═════ EXTRAIT CHOISI

Dominique PLIHON : Europe sociale et Europe libérale L’Europe et nous

Les Ÿ des lois et règlements qui régissent la vie dans notre pays comme dans les autres pays membres de la C.E. ont été mis en place par les instances européennes : La commission les a proposées et elles ont acquis force de loi seulement lorsque le conseil des ministres les a votées. Ces lois qui nous gouvernent sont donc élaborées en catimini et s’imposent à nous sans que les citoyens européens aient pu en débattre ni directement ni par leurs représentants élus. Lorsque ces lois sont mal acceptées par les citoyens d’un ou plusieurs pays membres , leurs gouvernements ne peuvent sans hypocrisie en renier la paternité : ce sont leurs ministres qui les ont votées .

Origines et étapes de l’Europe communautaire

1957 : traité de Rome établissant entre les 6 membres des accords douaniers appelés à baisser puis à disparaître à l’intérieur de la communauté européenne . Etait retenue la pratique de politiques publiques volontaristes et coordonnées en vue du développement dans le secteurs clefs : équipement énergie par exemple. Décisions et choix d’investissement étaient définies dans un cadre politique , l’inverse du « laissez faire ,laissez passer » des libéraux.

══════════
═════ ENREGISTREMENTS DE DONNÉES

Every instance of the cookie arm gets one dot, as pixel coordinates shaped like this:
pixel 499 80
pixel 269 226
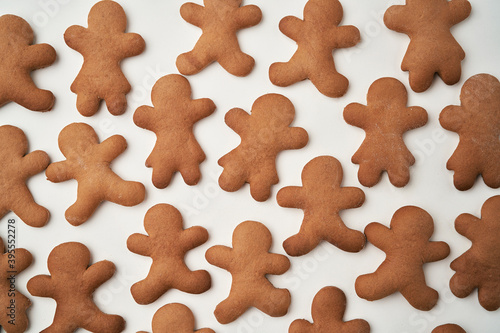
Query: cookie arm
pixel 97 274
pixel 458 10
pixel 39 56
pixel 248 16
pixel 139 244
pixel 193 13
pixel 112 147
pixel 291 27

══════════

EXERCICES PROPOSÉS:
- A) Reproduisez le passage de l'extrait sur l'Europe qui commence par « Les Ÿ des lois » et se termine par « ont votées . ».
- B) Ces affirmations concordent-elles avec l'extrait sur l'Europe ? Répondez par oui ou par non à chacune, en citant mot pour mot les termes de l'extrait qui permettent de trancher. (i) Le traité de Rome date de 1957. (ii) Le traité de Rome a été conclu entre huit membres. (iii) Les lois acquièrent force de loi dès que la commission les propose.
- C) Quels secteurs clefs l'extrait sur l'Europe donne-t-il en exemple ?

RÉPONSES FINALES:
- A)
Les Ÿ des lois et règlements qui régissent la vie dans notre pays comme dans les autres pays membres de la C.E. ont été mis en place par les instances européennes : La commission les a proposées et elles ont acquis force de loi seulement lorsque le conseil des ministres les a votées. Ces lois qui nous gouvernent sont donc élaborées en catimini et s’imposent à nous sans que les citoyens européens aient pu en débattre ni directement ni par leurs représentants élus. Lorsque ces lois sont mal acceptées par les citoyens d’un ou plusieurs pays membres , leurs gouvernements ne peuvent sans hypocrisie en renier la paternité : ce sont leurs ministres qui les ont votées .

- B) (i) Oui : « 1957 : traité de Rome ». (ii) Non : « entre les 6 membres ». (iii) Non : « elles ont acquis force de loi seulement lorsque le conseil des ministres les a votées ».

- C) L'équipement et l'énergie.